YOUR INSTRUCTIONS:
Copy the lines below exactly as they appear.

Saved data entries:

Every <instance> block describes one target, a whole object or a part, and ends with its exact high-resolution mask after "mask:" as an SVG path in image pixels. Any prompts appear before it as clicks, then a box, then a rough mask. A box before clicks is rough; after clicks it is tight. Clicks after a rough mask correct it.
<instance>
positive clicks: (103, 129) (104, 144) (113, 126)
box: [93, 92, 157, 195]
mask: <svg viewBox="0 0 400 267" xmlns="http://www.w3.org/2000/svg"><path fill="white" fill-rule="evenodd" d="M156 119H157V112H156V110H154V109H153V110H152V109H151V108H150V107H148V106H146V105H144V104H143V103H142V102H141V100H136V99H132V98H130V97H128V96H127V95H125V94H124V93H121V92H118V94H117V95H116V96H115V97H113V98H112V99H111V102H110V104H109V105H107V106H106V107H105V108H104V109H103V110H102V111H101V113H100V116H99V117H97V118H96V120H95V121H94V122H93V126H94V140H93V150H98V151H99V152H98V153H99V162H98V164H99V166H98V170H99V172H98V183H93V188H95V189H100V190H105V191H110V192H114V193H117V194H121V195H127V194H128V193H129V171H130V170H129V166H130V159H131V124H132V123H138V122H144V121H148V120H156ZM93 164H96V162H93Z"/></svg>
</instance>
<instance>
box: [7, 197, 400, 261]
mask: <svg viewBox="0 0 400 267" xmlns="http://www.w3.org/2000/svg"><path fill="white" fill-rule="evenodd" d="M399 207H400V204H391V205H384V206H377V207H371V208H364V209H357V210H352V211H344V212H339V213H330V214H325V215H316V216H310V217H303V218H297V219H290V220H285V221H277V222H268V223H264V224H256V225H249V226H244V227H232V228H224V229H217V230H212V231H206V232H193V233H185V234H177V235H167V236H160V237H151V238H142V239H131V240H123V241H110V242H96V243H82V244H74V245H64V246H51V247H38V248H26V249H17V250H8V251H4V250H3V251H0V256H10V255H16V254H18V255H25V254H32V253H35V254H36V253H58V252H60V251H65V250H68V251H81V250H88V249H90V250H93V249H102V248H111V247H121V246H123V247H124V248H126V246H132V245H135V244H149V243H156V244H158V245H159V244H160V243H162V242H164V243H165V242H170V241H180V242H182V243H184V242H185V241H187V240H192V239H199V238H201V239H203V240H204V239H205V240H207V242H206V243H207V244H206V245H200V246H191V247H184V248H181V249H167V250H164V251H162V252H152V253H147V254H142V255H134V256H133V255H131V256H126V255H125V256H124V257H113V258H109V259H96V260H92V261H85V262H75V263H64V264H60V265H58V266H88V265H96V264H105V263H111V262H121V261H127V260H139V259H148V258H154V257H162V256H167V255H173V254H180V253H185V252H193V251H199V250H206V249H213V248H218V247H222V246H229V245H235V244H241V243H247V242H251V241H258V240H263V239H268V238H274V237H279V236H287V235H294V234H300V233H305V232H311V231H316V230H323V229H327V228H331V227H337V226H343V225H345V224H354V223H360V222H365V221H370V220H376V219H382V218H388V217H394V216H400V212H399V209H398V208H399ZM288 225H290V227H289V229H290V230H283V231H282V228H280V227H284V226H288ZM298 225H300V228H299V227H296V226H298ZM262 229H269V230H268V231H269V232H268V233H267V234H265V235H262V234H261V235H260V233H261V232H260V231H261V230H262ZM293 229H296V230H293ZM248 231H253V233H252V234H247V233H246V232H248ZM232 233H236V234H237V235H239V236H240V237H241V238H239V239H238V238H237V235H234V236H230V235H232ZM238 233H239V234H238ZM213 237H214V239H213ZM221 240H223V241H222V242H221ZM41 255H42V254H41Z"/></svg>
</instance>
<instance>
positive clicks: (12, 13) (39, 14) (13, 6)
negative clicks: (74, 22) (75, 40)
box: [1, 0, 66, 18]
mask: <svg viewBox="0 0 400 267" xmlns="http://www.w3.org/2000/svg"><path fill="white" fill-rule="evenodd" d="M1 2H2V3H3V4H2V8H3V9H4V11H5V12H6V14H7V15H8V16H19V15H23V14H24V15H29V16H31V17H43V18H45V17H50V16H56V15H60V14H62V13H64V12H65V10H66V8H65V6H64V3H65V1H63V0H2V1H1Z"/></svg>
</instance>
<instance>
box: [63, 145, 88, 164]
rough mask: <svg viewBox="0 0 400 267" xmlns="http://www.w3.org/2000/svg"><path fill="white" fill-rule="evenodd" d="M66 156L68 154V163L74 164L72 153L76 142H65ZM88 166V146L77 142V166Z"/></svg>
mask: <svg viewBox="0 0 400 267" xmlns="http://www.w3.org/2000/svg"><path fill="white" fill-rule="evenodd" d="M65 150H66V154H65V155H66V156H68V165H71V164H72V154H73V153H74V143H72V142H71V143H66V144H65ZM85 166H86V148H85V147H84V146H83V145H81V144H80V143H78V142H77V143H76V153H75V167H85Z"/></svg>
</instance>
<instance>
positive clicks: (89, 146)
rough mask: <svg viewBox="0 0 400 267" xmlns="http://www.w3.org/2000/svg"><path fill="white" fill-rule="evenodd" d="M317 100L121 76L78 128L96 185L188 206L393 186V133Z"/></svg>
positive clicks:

ANSWER BOX:
Every <instance> block describes one target, a whole object or a part, and ends with its exact high-resolution mask after "mask:" as an SVG path in image pixels. Any prompts appear before it as clicks, then a box, then a rough mask. A box before clicks is rough; after clicks it is tight. Clicks after a rough mask correct it.
<instance>
positive clicks: (103, 129) (104, 144) (113, 126)
box: [93, 92, 157, 195]
mask: <svg viewBox="0 0 400 267" xmlns="http://www.w3.org/2000/svg"><path fill="white" fill-rule="evenodd" d="M156 119H157V112H156V110H154V109H153V110H152V109H151V108H150V107H148V106H146V105H144V104H143V103H142V102H141V100H136V99H132V98H130V97H128V96H127V95H125V94H124V93H121V92H118V94H117V95H116V96H115V97H113V98H112V99H111V102H110V104H109V105H107V106H106V107H105V108H104V109H103V110H102V111H101V113H100V116H99V117H97V118H96V120H95V121H94V122H93V126H94V140H93V150H98V151H99V152H98V153H99V162H98V164H99V166H98V170H99V172H98V183H93V188H95V189H100V190H105V191H110V192H114V193H117V194H121V195H127V194H128V193H129V171H130V170H129V166H130V159H131V124H132V123H138V122H144V121H148V120H156ZM93 164H96V162H93Z"/></svg>
</instance>
<instance>
box: [7, 197, 400, 261]
mask: <svg viewBox="0 0 400 267" xmlns="http://www.w3.org/2000/svg"><path fill="white" fill-rule="evenodd" d="M399 207H400V204H391V205H384V206H377V207H371V208H364V209H357V210H352V211H344V212H339V213H330V214H325V215H316V216H310V217H303V218H297V219H290V220H285V221H277V222H268V223H264V224H256V225H249V226H244V227H232V228H224V229H217V230H212V231H206V232H193V233H185V234H177V235H167V236H160V237H151V238H142V239H131V240H123V241H110V242H96V243H82V244H74V245H64V246H51V247H38V248H26V249H17V250H8V251H4V250H3V251H0V256H10V255H16V254H18V255H25V254H32V253H35V254H36V253H58V252H60V251H65V250H68V251H81V250H88V249H90V250H93V249H102V248H111V247H121V246H123V247H124V248H126V246H132V245H135V244H149V243H156V244H158V245H159V244H160V243H162V242H164V243H165V242H170V241H180V242H182V243H184V242H185V241H187V240H192V239H199V238H201V239H203V240H204V239H205V240H207V242H206V243H207V244H206V245H200V246H191V247H184V248H181V249H167V250H164V251H162V252H152V253H147V254H142V255H134V256H133V255H131V256H126V255H125V256H124V257H113V258H109V259H96V260H92V261H85V262H75V263H64V264H60V265H58V266H88V265H96V264H105V263H111V262H121V261H127V260H139V259H148V258H154V257H162V256H167V255H173V254H180V253H185V252H193V251H199V250H206V249H213V248H218V247H222V246H229V245H235V244H241V243H247V242H251V241H258V240H263V239H268V238H274V237H279V236H287V235H294V234H300V233H305V232H311V231H316V230H323V229H327V228H331V227H337V226H343V225H345V224H354V223H360V222H365V221H370V220H376V219H382V218H388V217H394V216H400V212H399V209H398V208H399ZM288 225H290V227H289V229H290V230H283V231H282V228H280V227H284V226H288ZM298 225H300V228H299V227H296V226H298ZM262 229H269V230H268V231H269V232H268V233H267V234H265V235H262V234H261V235H260V233H261V232H260V231H261V230H262ZM293 229H296V230H293ZM248 231H253V233H252V234H247V233H246V232H248ZM232 233H236V234H237V235H239V236H240V237H241V238H239V239H238V238H237V235H234V236H230V235H232ZM238 233H239V234H238ZM213 237H214V239H213ZM221 240H223V241H222V242H221ZM41 255H42V254H41Z"/></svg>
</instance>
<instance>
positive clicks: (12, 13) (39, 14) (13, 6)
negative clicks: (74, 22) (75, 40)
box: [1, 0, 66, 18]
mask: <svg viewBox="0 0 400 267" xmlns="http://www.w3.org/2000/svg"><path fill="white" fill-rule="evenodd" d="M1 2H2V3H3V4H2V8H3V9H4V11H5V12H6V14H7V15H8V16H19V15H23V14H24V15H29V16H31V17H43V18H45V17H50V16H56V15H60V14H62V13H64V12H65V10H66V8H65V6H64V3H65V1H63V0H2V1H1Z"/></svg>
</instance>
<instance>
box: [63, 145, 88, 164]
rough mask: <svg viewBox="0 0 400 267" xmlns="http://www.w3.org/2000/svg"><path fill="white" fill-rule="evenodd" d="M66 156L68 154V163L74 164L72 153L76 142H65ZM88 166V146L77 142V166Z"/></svg>
mask: <svg viewBox="0 0 400 267" xmlns="http://www.w3.org/2000/svg"><path fill="white" fill-rule="evenodd" d="M65 150H66V154H65V155H66V156H68V165H71V164H72V154H73V153H74V143H72V142H71V143H66V144H65ZM85 166H86V148H85V147H84V146H83V145H81V144H80V143H78V142H77V143H76V153H75V167H85Z"/></svg>
</instance>
<instance>
positive clicks: (89, 146)
rough mask: <svg viewBox="0 0 400 267" xmlns="http://www.w3.org/2000/svg"><path fill="white" fill-rule="evenodd" d="M317 100L121 76L78 128L96 185L188 206L393 186V133Z"/></svg>
positive clicks:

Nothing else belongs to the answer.